-- DATA FOR THIS EXERCISE --

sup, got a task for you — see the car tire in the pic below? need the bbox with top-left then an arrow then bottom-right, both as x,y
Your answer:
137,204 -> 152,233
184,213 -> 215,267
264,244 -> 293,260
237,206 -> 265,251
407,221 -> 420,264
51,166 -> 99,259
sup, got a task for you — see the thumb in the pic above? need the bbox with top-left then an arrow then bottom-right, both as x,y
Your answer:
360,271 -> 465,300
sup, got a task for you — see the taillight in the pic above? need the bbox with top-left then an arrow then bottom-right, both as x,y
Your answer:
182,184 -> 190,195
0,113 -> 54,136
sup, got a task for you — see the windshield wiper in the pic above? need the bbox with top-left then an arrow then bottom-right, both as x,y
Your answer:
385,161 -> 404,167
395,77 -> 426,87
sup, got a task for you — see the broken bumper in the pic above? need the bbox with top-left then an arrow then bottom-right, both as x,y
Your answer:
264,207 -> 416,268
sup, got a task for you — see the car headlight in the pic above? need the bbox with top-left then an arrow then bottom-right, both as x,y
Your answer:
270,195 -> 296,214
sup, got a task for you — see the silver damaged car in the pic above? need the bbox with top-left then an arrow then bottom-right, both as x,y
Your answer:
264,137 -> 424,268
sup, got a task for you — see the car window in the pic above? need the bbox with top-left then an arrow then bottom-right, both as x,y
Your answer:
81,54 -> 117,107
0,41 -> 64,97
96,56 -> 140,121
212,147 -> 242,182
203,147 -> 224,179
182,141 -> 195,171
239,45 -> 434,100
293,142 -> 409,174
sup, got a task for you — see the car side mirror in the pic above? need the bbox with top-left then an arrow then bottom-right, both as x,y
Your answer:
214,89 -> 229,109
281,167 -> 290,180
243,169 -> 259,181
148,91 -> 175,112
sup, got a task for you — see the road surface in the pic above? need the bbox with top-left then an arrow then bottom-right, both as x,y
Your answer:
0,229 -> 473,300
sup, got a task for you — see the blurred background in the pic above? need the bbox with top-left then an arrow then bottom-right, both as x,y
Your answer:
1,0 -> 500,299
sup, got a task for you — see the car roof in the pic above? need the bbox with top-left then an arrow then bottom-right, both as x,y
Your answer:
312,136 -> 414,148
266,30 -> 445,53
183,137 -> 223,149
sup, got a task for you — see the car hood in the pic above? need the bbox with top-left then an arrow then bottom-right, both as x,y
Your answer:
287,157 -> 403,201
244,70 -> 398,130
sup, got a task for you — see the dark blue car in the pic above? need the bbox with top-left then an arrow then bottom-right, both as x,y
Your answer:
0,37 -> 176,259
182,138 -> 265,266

-- AIM OF THE TASK --
Exactly and only the lines from the one containing "sup, got a task for you — see the road" through the end of the material are to be reproduced, both ends included.

-- ANSWER --
sup, got a task for you — see the road surface in the pic above? need the bbox with top-left then an arrow then bottom-right, both as x,y
Your answer:
0,229 -> 473,300
sup, got a task for you — see the blurred background in the pic above? need the bbox with top-left then an arrow then bottom-right, both as x,y
Your answer:
1,0 -> 500,299
sup, got a task for you — see the car roof in the pic above? need the bbox with top-left then an arrow then bottom-right, both as x,y
Your answer:
312,136 -> 414,148
266,30 -> 445,53
183,137 -> 223,149
sup, got a task for you — see the car hood in the pic above? need the bbox with top-left then an arrow then bottom-right, both as x,y
Your answer:
287,157 -> 403,201
244,70 -> 398,130
sup, got a task for you — see the dark blue car in the pic above? need the bbox with top-left then an arrow then bottom-right, both as x,y
Your answer:
0,37 -> 176,259
182,138 -> 265,266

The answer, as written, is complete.